Description of the task —
Copy the lines below verbatim, starting at the line containing "Expected: for each instance of the sea" and ending at the line containing "x=677 y=382", both included.

Pointing data excerpts

'''

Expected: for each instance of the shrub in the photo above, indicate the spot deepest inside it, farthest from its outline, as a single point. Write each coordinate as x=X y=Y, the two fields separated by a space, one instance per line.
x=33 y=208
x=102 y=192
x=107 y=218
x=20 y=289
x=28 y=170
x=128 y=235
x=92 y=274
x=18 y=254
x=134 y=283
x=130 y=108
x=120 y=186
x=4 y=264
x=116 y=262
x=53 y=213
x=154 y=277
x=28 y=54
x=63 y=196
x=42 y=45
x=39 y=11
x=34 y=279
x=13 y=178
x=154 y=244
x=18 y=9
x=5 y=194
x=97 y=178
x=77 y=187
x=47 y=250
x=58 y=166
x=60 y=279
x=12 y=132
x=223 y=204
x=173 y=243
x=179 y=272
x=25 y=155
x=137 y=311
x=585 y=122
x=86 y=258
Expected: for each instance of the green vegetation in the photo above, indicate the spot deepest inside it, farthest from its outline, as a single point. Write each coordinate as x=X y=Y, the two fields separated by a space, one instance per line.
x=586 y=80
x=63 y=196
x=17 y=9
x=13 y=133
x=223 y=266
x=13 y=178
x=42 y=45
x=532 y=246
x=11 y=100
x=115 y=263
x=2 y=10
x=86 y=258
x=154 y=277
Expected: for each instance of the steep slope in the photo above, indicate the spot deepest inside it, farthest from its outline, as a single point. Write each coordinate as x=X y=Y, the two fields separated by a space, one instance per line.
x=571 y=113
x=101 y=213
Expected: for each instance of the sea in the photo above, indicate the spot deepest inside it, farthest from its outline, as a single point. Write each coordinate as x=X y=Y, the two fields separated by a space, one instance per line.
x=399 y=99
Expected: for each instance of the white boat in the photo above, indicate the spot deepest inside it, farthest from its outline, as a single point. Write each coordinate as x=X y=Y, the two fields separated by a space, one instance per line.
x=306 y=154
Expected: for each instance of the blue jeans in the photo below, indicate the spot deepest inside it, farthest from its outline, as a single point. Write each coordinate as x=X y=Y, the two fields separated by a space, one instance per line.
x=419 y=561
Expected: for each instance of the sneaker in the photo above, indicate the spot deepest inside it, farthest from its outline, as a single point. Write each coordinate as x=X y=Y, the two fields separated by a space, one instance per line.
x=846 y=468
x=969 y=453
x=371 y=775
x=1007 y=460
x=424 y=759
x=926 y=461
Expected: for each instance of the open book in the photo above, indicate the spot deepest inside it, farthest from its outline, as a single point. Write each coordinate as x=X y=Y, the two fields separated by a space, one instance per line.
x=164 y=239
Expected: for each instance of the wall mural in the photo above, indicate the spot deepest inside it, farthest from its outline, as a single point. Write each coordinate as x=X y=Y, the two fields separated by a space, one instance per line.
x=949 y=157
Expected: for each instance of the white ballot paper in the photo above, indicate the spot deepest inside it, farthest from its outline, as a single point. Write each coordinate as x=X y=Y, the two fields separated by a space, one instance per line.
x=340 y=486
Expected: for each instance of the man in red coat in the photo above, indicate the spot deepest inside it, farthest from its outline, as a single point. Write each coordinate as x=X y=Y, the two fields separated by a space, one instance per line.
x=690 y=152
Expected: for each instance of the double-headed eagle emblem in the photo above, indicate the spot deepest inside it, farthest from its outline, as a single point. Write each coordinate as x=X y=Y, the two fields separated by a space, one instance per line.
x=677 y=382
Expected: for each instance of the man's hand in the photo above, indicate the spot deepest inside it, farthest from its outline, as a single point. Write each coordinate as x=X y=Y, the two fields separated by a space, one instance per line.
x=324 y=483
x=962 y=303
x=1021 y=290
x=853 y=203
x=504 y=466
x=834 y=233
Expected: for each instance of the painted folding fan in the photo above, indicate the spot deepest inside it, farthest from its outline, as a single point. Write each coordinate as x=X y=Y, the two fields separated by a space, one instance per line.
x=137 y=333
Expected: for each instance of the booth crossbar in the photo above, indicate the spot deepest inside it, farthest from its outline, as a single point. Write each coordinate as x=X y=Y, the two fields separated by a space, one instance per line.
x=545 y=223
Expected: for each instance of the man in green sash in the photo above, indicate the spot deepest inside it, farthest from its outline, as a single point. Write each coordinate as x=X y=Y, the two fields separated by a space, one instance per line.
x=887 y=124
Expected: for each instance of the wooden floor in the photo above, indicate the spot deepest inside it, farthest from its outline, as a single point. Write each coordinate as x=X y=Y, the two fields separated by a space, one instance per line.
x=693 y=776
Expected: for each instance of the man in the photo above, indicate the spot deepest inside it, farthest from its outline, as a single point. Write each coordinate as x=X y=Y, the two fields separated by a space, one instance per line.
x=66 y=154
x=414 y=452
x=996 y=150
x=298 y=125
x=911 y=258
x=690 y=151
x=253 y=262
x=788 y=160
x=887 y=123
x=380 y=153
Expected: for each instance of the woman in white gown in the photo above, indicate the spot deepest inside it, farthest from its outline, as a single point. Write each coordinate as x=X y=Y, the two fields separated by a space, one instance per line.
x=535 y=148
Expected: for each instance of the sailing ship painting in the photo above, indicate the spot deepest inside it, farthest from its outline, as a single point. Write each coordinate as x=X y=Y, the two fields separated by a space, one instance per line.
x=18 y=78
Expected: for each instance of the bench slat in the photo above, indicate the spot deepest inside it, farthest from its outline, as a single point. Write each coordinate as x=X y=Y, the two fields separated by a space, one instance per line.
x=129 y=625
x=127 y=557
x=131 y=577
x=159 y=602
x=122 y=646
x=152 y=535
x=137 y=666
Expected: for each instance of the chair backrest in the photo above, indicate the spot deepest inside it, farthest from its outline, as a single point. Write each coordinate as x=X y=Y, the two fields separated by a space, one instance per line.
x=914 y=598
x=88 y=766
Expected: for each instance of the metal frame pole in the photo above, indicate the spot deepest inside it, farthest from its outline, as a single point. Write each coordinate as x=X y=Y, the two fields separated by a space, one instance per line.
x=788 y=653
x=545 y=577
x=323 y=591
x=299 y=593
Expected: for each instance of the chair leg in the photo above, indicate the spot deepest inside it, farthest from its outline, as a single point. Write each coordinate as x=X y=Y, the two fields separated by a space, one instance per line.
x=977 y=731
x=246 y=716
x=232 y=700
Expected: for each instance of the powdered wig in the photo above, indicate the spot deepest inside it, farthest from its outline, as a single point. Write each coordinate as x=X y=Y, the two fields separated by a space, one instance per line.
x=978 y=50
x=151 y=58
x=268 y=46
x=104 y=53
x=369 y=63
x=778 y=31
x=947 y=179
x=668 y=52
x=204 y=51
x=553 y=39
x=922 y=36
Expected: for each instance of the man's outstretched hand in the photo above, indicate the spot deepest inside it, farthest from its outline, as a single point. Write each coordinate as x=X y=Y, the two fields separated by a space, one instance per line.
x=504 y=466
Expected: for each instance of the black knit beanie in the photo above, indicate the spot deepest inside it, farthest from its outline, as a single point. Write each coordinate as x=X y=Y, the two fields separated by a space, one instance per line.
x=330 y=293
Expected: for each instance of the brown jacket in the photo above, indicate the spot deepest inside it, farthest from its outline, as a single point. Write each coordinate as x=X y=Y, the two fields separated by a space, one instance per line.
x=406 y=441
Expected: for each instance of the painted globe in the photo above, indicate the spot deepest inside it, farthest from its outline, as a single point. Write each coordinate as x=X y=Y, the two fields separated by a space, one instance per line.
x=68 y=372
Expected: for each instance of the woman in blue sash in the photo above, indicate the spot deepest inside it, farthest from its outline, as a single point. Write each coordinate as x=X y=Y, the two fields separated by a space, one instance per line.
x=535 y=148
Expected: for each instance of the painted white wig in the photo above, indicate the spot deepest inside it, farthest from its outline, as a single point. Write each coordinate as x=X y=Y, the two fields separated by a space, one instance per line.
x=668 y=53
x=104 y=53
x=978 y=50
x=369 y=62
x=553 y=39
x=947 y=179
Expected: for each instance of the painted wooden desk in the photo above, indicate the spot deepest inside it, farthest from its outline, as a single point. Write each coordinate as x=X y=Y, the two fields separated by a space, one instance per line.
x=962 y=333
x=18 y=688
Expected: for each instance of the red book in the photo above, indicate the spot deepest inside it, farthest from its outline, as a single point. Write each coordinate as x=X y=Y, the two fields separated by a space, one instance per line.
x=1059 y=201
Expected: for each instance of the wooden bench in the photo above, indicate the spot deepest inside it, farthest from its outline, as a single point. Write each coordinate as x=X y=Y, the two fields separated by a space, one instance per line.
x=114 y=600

'''

Response to this exercise —
Expected: for each instance of the sea in the photo above, indicate the spot deepest inside it, farthest from its outline, as a single point. Write each coordinate as x=X y=Y, the two fields separated by a space, one instance per line.
x=399 y=99
Expected: for each instance of the white boat in the photo above, indicate the spot deepest inside it, farthest from its outline, as a single point. Write each coordinate as x=X y=Y, the two fields separated by a space, one instance per line.
x=306 y=154
Expected: for each instance of the blue jeans in the photo below, indicate the spot deepest inside it, farthest from its outline, as a single point. Write each coordinate as x=X y=Y, the two fields separated by a space, one instance per line.
x=419 y=561
Expected: for each instance of the sneaker in the photo above, indicate the spot deepest inside it, farthest from its outline, as a single point. Write each coordinate as x=X y=Y, the two fields separated by a space, one instance per line.
x=846 y=468
x=969 y=453
x=371 y=775
x=1007 y=460
x=424 y=759
x=926 y=461
Expected: for each instance of the open book in the photo above, indicate the spot deepest inside it, farthest from its outline, as a single point. Write each coordinate as x=X y=Y, the two fields separated by a space, one instance per line.
x=164 y=239
Expected: for each instance of the wall mural in the photo above, indicate the spot deepest inside it, farthest from its outline, as a single point. Write each coordinate as x=X y=Y, the two fields separated by a space, one instance per line.
x=949 y=157
Expected: for each instance of the white ballot paper in the photo above, indicate the spot deepest inside it, farthest from its outline, as a single point. Write each coordinate as x=X y=Y, the two fields separated by a space, one instance per line.
x=340 y=486
Expected: for each instance of the man in red coat in the photo above, indicate the spot deepest inside it, farthest from its outline, as a single point. Write each coordinate as x=X y=Y, the two fields separated by a space, one instance per line.
x=690 y=152
Expected: for each instance of the double-headed eagle emblem in the photo above, indicate the spot deepest inside it, farthest from its outline, as a single point. Write each coordinate as x=X y=Y, the two fields separated by a space, one instance per line.
x=677 y=382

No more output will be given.